FANTINI’S FINANCE: Checking the Pulse

The U.S casino industry is still alive, and maybe even kicking, with customers around the country flocking to properties as they reopen. But it’s still much too early to tell how long it will be before this patient is up and running.

FANTINI’S FINANCE:  Checking the Pulse

Finally, after weeks of snippets and anecdotes, we have some hard facts to interpret the outlook for the U.S. casino industry after Covid-19. And the early results are encouraging.

Louisiana’s casinos generated 77.5 percent of last May’s revenues on a daily average though operating at just 25 percent capacity. Arkansas generated 74.9 percent of last May’s daily average though limited to 33 percent capacity. Both figures are same-store, factoring out Diamond Jacks in Louisiana that is permanently closed and Cherokee in Arkansas which had not yet opened last May.

Overall same-store revenues fell 64.4 percent in Arkansas and 65.4 percent in Louisiana as casinos were open for less than half of the month.

Caesars presented another set of encouraging numbers. Caesars’ regional casinos grew EBITDA and margins from the first reopening on May 18 through June 10.

Regional EBITDA was up an estimated 35 to 40 percent on revenues that were flat to up 2 percent, CZR said.

Nevada’s casino EBITDA tumbled 70 to 80 percent while revenue dropped 56 to 58 percent.

EBITDA margins rose 10 percentage points at regional properties and 17 points in Nevada.

Again, those numbers were produced with limited capacity.

So, what do they tell us?

The initial reaction to them has been positive and supported by anecdotal reports and comments from property managers throughout the country that the healthy business volumes are holding up.

One reason for the positive results is no doubt because the quality of customers is higher on average than before the closings. The first customers back are going to be avid gamblers who spend more in casinos than do tourists. The casinos no doubt help that dynamic by targeting their marketing to their best customers.
▬▬▬
• What the task asks: From the column on the U.S. casino industry, extract the passage that begins at the words "The U.S casino" and stops after "opened last May.". Copy it word for word.

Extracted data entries
▬▬▬
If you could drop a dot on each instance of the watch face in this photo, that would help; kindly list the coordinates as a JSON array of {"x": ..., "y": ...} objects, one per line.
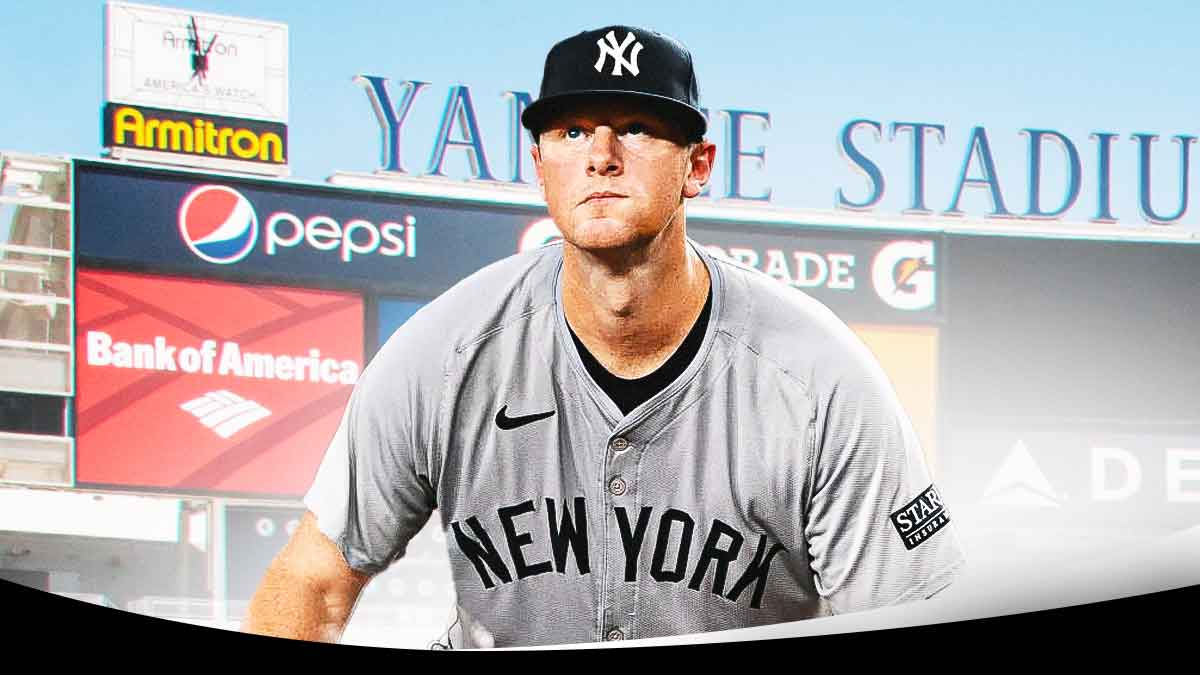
[
  {"x": 174, "y": 59},
  {"x": 199, "y": 52}
]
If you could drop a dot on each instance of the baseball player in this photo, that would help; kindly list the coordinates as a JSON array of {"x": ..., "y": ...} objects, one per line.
[{"x": 623, "y": 436}]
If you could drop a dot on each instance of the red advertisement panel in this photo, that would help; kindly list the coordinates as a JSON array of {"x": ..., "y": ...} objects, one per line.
[{"x": 196, "y": 386}]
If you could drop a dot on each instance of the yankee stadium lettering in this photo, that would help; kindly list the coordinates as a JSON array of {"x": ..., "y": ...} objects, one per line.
[{"x": 569, "y": 533}]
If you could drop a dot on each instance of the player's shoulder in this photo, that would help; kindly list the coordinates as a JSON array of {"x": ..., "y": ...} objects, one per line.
[
  {"x": 785, "y": 326},
  {"x": 490, "y": 298}
]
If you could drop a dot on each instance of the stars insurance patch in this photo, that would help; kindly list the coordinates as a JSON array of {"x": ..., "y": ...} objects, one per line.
[{"x": 921, "y": 518}]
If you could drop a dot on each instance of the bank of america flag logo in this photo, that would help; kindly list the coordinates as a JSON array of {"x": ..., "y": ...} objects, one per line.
[{"x": 225, "y": 412}]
▬▬▬
• Written response:
The U.S casino industry is still alive, and maybe even kicking, with customers around the country flocking to properties as they reopen. But it’s still much too early to tell how long it will be before this patient is up and running.

FANTINI’S FINANCE:  Checking the Pulse

Finally, after weeks of snippets and anecdotes, we have some hard facts to interpret the outlook for the U.S. casino industry after Covid-19. And the early results are encouraging.

Louisiana’s casinos generated 77.5 percent of last May’s revenues on a daily average though operating at just 25 percent capacity. Arkansas generated 74.9 percent of last May’s daily average though limited to 33 percent capacity. Both figures are same-store, factoring out Diamond Jacks in Louisiana that is permanently closed and Cherokee in Arkansas which had not yet opened last May.